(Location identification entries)
>> Begin

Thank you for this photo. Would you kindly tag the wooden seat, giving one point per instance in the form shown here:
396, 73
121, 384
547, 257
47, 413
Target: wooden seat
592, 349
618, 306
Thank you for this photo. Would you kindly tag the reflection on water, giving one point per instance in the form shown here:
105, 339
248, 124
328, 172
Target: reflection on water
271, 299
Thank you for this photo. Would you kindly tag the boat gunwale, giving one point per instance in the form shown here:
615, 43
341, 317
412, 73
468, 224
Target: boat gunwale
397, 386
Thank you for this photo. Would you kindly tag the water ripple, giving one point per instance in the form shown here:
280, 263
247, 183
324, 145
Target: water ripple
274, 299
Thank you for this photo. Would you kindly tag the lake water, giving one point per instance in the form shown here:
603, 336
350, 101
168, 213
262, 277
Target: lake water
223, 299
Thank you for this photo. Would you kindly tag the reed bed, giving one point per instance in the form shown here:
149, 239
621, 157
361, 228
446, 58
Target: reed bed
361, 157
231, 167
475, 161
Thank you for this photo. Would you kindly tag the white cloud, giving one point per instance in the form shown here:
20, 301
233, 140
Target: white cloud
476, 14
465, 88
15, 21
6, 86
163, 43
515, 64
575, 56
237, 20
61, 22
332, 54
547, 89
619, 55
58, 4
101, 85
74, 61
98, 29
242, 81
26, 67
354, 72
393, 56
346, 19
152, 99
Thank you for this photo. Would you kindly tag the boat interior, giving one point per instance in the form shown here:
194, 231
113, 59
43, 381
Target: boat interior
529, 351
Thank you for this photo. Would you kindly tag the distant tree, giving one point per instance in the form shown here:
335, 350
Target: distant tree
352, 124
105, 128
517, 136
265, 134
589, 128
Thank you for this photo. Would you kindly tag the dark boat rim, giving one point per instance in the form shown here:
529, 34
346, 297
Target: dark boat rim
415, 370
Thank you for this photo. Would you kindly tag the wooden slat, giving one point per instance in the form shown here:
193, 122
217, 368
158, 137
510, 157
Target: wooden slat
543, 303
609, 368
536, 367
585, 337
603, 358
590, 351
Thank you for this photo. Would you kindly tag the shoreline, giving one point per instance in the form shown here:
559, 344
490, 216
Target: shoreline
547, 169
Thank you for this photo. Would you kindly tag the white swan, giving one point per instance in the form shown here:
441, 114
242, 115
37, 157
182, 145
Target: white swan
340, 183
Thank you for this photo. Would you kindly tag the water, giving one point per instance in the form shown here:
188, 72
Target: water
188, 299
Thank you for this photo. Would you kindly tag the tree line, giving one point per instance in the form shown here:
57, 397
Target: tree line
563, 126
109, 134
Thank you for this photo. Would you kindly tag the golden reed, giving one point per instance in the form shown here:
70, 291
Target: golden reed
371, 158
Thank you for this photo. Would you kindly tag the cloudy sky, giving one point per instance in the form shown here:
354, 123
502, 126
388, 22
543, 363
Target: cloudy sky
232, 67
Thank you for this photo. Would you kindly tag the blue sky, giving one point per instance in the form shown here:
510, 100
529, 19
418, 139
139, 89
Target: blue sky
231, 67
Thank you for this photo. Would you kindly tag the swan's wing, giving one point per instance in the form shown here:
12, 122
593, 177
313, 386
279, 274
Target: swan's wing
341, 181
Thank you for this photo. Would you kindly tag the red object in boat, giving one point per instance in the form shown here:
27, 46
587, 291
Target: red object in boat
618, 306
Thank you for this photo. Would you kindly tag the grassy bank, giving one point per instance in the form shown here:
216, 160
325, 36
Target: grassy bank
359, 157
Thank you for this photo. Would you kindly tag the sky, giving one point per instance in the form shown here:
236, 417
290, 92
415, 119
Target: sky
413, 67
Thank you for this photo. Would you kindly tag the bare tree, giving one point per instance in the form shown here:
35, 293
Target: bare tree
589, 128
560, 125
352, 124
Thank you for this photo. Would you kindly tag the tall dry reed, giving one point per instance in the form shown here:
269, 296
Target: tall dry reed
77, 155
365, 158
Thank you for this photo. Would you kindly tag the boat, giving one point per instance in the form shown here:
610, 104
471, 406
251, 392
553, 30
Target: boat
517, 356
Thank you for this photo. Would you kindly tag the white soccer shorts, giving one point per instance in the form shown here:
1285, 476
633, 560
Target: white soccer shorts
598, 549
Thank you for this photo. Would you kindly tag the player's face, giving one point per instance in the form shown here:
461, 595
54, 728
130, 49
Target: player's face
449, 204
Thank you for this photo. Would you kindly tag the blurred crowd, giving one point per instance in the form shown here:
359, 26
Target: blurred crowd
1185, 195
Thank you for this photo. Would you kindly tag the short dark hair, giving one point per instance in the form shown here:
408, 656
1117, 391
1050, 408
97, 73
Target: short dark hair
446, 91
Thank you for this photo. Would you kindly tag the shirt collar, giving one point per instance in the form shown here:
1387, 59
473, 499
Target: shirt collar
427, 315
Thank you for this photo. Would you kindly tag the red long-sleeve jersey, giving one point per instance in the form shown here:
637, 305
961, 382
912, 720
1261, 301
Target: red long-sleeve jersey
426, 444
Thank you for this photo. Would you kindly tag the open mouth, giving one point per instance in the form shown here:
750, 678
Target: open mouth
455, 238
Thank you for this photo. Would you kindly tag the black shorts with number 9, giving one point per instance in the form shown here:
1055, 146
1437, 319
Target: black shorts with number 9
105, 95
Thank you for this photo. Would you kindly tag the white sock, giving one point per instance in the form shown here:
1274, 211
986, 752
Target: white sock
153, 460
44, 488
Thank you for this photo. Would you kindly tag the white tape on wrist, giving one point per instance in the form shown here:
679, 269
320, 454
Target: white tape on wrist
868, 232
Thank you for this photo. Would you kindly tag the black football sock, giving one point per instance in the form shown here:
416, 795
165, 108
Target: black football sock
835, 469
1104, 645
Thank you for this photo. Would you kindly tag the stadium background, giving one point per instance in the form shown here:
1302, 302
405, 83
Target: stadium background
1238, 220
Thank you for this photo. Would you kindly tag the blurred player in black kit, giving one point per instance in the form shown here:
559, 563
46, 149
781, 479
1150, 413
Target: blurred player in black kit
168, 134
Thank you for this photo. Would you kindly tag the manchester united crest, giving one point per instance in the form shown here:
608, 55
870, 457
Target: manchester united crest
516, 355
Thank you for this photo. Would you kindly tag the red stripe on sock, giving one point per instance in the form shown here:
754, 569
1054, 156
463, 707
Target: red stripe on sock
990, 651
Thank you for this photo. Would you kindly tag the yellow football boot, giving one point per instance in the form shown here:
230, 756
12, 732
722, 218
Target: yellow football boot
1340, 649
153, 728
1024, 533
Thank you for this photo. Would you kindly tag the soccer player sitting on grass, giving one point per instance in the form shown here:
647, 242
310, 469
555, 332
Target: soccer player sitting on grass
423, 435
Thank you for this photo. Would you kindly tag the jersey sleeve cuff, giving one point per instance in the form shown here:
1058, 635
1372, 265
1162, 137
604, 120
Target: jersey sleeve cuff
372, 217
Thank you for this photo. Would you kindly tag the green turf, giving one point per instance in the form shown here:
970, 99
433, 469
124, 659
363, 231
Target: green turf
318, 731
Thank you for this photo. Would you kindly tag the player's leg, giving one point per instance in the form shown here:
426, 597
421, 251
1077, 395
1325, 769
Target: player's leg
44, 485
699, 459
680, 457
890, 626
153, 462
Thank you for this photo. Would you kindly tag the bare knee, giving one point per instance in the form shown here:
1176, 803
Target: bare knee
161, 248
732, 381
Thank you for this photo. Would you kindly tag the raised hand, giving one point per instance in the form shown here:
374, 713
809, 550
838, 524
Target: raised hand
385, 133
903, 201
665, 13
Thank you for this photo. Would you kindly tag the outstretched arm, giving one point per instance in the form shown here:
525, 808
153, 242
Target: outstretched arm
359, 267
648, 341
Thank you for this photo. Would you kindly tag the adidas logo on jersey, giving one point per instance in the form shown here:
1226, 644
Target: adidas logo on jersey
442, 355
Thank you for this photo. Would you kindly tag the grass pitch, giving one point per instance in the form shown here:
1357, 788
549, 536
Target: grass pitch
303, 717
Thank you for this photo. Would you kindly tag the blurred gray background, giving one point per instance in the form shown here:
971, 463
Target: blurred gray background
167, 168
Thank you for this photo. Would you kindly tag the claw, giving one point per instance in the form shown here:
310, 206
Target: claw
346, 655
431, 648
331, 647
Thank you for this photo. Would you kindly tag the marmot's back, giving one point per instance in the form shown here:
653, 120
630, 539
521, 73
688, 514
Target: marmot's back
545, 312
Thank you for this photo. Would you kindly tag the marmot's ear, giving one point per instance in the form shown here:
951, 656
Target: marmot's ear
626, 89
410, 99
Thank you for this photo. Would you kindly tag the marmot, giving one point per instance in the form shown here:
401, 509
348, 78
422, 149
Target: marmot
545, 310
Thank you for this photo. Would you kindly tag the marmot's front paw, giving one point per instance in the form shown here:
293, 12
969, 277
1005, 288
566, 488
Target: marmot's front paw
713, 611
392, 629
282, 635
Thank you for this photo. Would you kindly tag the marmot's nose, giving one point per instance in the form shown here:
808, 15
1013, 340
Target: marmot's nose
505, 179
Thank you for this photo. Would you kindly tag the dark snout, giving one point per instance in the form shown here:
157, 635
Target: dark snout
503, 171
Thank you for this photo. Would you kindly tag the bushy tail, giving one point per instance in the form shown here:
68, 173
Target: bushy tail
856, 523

>> End

# The task
Take the line with "marmot's nose, giving" and all lines after it to the last line, and reproduce them exactly.

# Reply to the exercise
Thank you for this photo. Would you kindly tag the marmot's nose, giving one point per instance in the form shown here:
808, 15
1013, 340
Target: marmot's nose
505, 179
Thank you for this photo. Would you kindly tag the dark snout, giving one point per instance in the form shown here:
157, 635
Target: dark snout
503, 171
Thank you for this photo. Would you kindly tag the bushy tail, giving one point per instance in the form shown here:
68, 173
Target: bushy tail
856, 523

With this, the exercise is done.